### Written request
Write the entries out again exactly as they stand, but without the pictures.

### Data extracted from a collection
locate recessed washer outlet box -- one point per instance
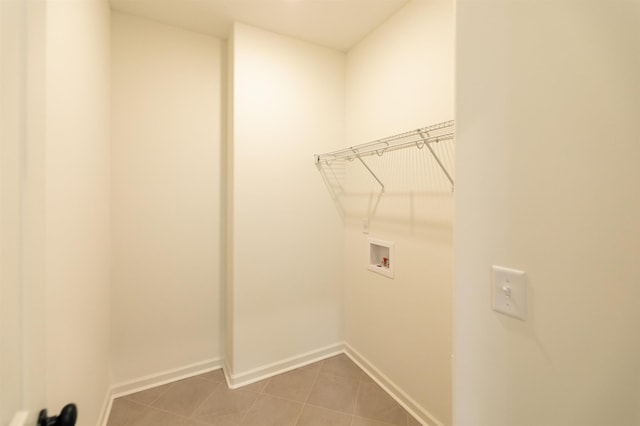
(381, 258)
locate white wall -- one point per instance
(547, 156)
(400, 78)
(12, 101)
(77, 206)
(288, 103)
(167, 307)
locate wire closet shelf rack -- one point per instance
(419, 138)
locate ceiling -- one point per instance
(338, 24)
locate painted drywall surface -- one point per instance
(77, 206)
(400, 78)
(12, 117)
(288, 103)
(166, 171)
(547, 105)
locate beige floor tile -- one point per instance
(185, 396)
(225, 406)
(316, 416)
(124, 412)
(149, 396)
(341, 365)
(154, 417)
(412, 422)
(272, 411)
(334, 392)
(257, 387)
(374, 403)
(295, 385)
(214, 376)
(360, 421)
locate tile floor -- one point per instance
(332, 392)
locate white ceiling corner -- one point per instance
(338, 24)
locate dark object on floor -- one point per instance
(67, 417)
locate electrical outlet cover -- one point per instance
(509, 292)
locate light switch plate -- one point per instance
(509, 292)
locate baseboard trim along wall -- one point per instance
(153, 380)
(408, 403)
(235, 381)
(19, 418)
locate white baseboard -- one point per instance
(19, 418)
(153, 380)
(408, 403)
(254, 375)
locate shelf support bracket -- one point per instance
(435, 156)
(367, 167)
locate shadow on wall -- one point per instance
(417, 198)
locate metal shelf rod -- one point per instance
(419, 138)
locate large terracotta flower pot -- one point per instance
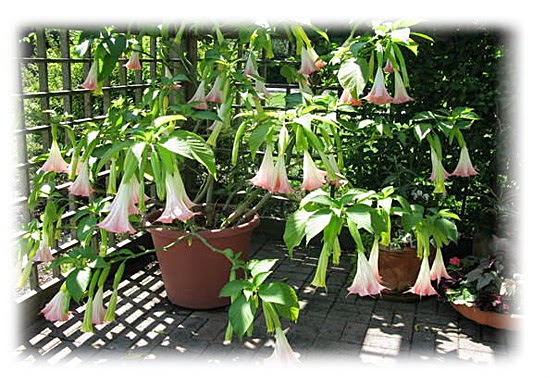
(493, 319)
(193, 274)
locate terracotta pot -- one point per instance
(493, 319)
(193, 274)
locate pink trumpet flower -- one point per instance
(439, 174)
(388, 67)
(199, 98)
(423, 285)
(438, 270)
(266, 173)
(464, 167)
(283, 353)
(82, 186)
(313, 177)
(281, 183)
(117, 220)
(98, 310)
(400, 96)
(379, 94)
(216, 93)
(133, 63)
(365, 282)
(91, 80)
(177, 202)
(44, 252)
(310, 62)
(347, 98)
(55, 162)
(55, 308)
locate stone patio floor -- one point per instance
(333, 328)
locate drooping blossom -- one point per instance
(388, 67)
(281, 183)
(373, 259)
(266, 173)
(199, 97)
(91, 80)
(133, 63)
(313, 177)
(82, 186)
(310, 62)
(56, 308)
(379, 94)
(438, 270)
(439, 174)
(216, 94)
(98, 310)
(117, 220)
(44, 252)
(250, 67)
(178, 205)
(400, 96)
(347, 98)
(423, 285)
(464, 167)
(365, 282)
(55, 162)
(283, 353)
(454, 261)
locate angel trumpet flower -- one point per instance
(82, 186)
(199, 98)
(177, 202)
(400, 96)
(283, 353)
(55, 162)
(117, 221)
(365, 282)
(379, 94)
(438, 270)
(313, 177)
(91, 80)
(423, 284)
(464, 167)
(133, 63)
(55, 309)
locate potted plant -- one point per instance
(155, 147)
(485, 290)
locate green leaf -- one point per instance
(241, 315)
(317, 222)
(77, 281)
(192, 146)
(278, 292)
(351, 76)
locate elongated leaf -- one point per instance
(241, 315)
(351, 76)
(191, 146)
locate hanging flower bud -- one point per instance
(133, 63)
(379, 94)
(400, 96)
(313, 177)
(91, 80)
(464, 167)
(423, 285)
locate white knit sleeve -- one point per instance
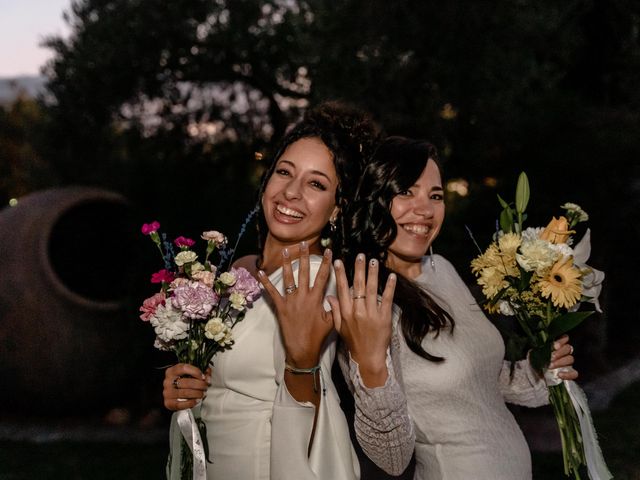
(382, 424)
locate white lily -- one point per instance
(592, 279)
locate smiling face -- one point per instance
(299, 198)
(418, 213)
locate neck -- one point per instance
(272, 253)
(410, 268)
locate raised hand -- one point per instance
(562, 357)
(363, 322)
(303, 321)
(184, 386)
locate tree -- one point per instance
(168, 101)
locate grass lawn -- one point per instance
(618, 429)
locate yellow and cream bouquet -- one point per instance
(540, 277)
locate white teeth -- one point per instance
(288, 211)
(419, 229)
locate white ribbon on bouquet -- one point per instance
(188, 427)
(596, 466)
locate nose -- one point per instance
(422, 206)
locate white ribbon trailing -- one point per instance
(596, 465)
(189, 429)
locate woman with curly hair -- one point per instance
(270, 407)
(445, 381)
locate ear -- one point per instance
(334, 214)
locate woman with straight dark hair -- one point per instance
(446, 362)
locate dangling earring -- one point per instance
(433, 262)
(326, 242)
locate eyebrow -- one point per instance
(317, 172)
(435, 187)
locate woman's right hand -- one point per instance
(184, 386)
(364, 322)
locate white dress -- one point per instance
(255, 428)
(462, 427)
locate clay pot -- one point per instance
(69, 335)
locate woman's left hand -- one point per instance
(562, 357)
(304, 323)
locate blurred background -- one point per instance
(119, 112)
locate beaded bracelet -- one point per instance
(304, 371)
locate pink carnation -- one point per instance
(195, 300)
(184, 242)
(162, 276)
(245, 284)
(149, 306)
(149, 228)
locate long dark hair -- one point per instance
(351, 135)
(394, 168)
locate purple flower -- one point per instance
(195, 300)
(245, 284)
(149, 228)
(184, 242)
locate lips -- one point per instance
(417, 229)
(288, 214)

### Solution to the problem
locate recessed washer outlet box -- one point per instance
(381, 258)
locate white wall -- one point per instance
(547, 156)
(400, 78)
(12, 101)
(77, 206)
(288, 103)
(167, 307)
locate wire closet shelf rack -- one point per instance
(419, 138)
locate ceiling -- one point per instance
(338, 24)
locate painted drywall surface -- one point per instance
(77, 206)
(400, 78)
(12, 117)
(288, 103)
(166, 171)
(547, 105)
locate beige floor tile -- one point per instance
(185, 396)
(225, 406)
(316, 416)
(124, 412)
(149, 396)
(341, 365)
(154, 417)
(412, 422)
(272, 411)
(334, 392)
(257, 387)
(374, 403)
(295, 385)
(214, 376)
(360, 421)
locate tile floor -- one point per instance
(332, 392)
locate white ceiling corner -- one point per instance
(338, 24)
locate dark object on floor -- one point per instance
(67, 417)
locate electrical outlet cover -- one point per instance
(509, 292)
locate light switch plate -- one point per instance
(509, 292)
locate baseboard trim along wall -- one point per instance
(153, 380)
(408, 403)
(235, 381)
(19, 418)
locate white baseboard -- one point per instance
(19, 418)
(153, 380)
(408, 403)
(254, 375)
locate shelf support bracket -- one point per instance
(435, 156)
(367, 167)
locate shadow on wall -- one point per instance
(417, 198)
locate metal shelf rod -- one point per instance
(419, 138)
locate large terracotta flower pot -- one point per instance
(493, 319)
(193, 274)
locate terracotta pot -- one point per instance
(493, 319)
(193, 274)
locate pink trumpet flower -- one point per instance
(439, 174)
(388, 67)
(199, 98)
(423, 285)
(438, 270)
(266, 173)
(464, 167)
(283, 353)
(82, 186)
(313, 177)
(281, 183)
(117, 220)
(98, 310)
(400, 96)
(379, 94)
(216, 93)
(133, 63)
(365, 282)
(91, 80)
(177, 202)
(44, 252)
(310, 62)
(347, 98)
(55, 162)
(55, 308)
locate stone patio floor -- one point per instance
(333, 328)
locate drooping blossom -- one point per instance
(388, 67)
(281, 183)
(373, 259)
(266, 173)
(199, 97)
(91, 80)
(133, 63)
(313, 177)
(82, 186)
(310, 62)
(56, 308)
(379, 94)
(438, 270)
(439, 174)
(216, 94)
(98, 310)
(117, 220)
(44, 252)
(250, 67)
(178, 205)
(400, 96)
(347, 98)
(423, 285)
(464, 167)
(365, 282)
(55, 162)
(283, 353)
(454, 261)
locate angel trumpet flower -- one point per instance
(82, 186)
(199, 98)
(177, 202)
(400, 96)
(283, 353)
(55, 162)
(117, 221)
(365, 282)
(379, 94)
(438, 270)
(313, 177)
(91, 80)
(423, 284)
(464, 167)
(133, 63)
(55, 309)
locate potted plant -- one point per instance
(155, 147)
(485, 290)
locate green leaf -- one point per instance
(241, 315)
(317, 222)
(77, 281)
(192, 146)
(278, 292)
(351, 76)
locate elongated leaf -- one point per instance
(241, 315)
(351, 76)
(191, 146)
locate hanging flower bud -- one point per instance
(133, 63)
(379, 94)
(400, 96)
(313, 177)
(91, 80)
(464, 167)
(423, 285)
locate white knit sleeve -- one point per instance
(382, 424)
locate white lily -- one point per instance
(592, 279)
locate smiling face -- one point per instance
(299, 198)
(418, 213)
locate neck -- one point per instance
(272, 253)
(410, 268)
locate raised hand -- one point per instance
(562, 357)
(363, 322)
(303, 321)
(184, 386)
locate tree -- one point per instance
(168, 101)
locate grass lawn -- one point per instance
(618, 429)
locate yellow and cream bouquet -- one point per instance
(540, 277)
locate white teeth -- one point per instance
(288, 211)
(419, 229)
locate white ribbon on bouquet -- one point per instance
(188, 427)
(596, 466)
locate nose -- one point per instance
(422, 206)
locate white ribbon trailing -- one point per instance
(596, 465)
(189, 429)
locate woman with curly hair -- one point per instance
(270, 407)
(445, 381)
locate ear -- one point per instance
(334, 214)
locate woman with straight dark hair -- one point per instance
(446, 362)
locate dangling earring -- one point per instance
(433, 262)
(326, 242)
locate eyebrow -- one point per instance
(317, 172)
(435, 187)
locate woman's right hand -- one point per instance
(184, 386)
(364, 322)
locate white dress -- one point per instance
(255, 428)
(462, 427)
locate clay pot -- one point per instance
(69, 335)
locate woman's left hand -- one point per instance
(562, 357)
(304, 323)
locate blurred background -- one point per instance
(119, 112)
locate beaded bracelet -- one point per instance
(304, 371)
locate pink carnation -- one point per instance
(195, 300)
(184, 242)
(162, 276)
(245, 284)
(149, 306)
(149, 228)
locate long dark hair -- one point per instance
(351, 135)
(394, 168)
locate purple flower -- one point per instance
(195, 300)
(245, 284)
(149, 228)
(184, 242)
locate lips -- one point per instance
(417, 229)
(288, 214)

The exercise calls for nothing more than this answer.